[start Text]

Alfharezzi Buffon

Personal information
- Full name: Muhammad Alfharezzi Buffon
- Date of birth: 28 April 2006 (age 20)
- Place of birth: Jakarta, Indonesia
- Height: 1.72 m (5 ft 8 in)
- Positions: Right-back; centre-back;

Team information
- Current team: Dewa United Banten (on loan from Garudayaksa)
- Number: 25

Youth career
- 2019: Bina Sentra
- 2021–2022: Borneo Samarinda

Senior career*
- Years: Team / Apps / (Gls)
- 2023–2026: Borneo Samarinda / 37 / (1)
- 2026–: Garudayaksa / 0 / (0)
- 2026–: → Dewa United Banten (loan) / 1 / (0)

International career
- 2024–2025: Indonesia U20 / 15 / (1)
- 2025–: Indonesia U23 / 6 / (0)

[end Text]

▶ Exercise instructions: Rewrite the stretch of the Alfharezzi Buffon profile that begins with "- Place of birth: Jakarta, Indonesia" and ends with "loan from Garudayaksa)", putting "Left-back" in place of "Right-back".

[start Dataset rows]

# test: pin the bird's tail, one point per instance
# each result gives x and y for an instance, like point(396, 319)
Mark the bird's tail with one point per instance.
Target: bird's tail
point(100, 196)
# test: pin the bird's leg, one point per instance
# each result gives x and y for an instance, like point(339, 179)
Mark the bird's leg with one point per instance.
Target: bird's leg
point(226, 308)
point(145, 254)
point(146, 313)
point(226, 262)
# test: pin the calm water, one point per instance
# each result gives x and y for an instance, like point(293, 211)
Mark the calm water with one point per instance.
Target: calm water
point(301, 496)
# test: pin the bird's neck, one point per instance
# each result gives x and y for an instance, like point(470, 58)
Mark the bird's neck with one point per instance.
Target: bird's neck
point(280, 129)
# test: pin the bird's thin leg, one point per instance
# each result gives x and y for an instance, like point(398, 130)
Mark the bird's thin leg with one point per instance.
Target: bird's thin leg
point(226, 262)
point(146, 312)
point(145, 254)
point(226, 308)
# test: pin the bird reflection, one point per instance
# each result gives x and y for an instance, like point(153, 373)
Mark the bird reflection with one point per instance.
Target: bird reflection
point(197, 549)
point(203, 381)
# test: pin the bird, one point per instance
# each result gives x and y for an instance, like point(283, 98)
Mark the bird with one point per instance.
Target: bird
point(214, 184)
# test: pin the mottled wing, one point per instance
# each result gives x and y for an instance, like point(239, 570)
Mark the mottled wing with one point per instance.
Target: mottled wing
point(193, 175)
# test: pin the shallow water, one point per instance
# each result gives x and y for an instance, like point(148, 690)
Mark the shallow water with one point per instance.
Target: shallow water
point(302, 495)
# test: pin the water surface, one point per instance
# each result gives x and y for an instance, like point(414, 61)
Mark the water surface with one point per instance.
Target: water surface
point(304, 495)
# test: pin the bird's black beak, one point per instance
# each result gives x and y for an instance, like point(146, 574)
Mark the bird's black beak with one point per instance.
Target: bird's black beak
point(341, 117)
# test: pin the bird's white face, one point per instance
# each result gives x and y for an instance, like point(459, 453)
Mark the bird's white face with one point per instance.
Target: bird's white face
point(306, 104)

[end Dataset rows]

▶ Exercise output:
- Place of birth: Jakarta, Indonesia
- Height: 1.72 m (5 ft 8 in)
- Positions: Left-back; centre-back;

Team information
- Current team: Dewa United Banten (on loan from Garudayaksa)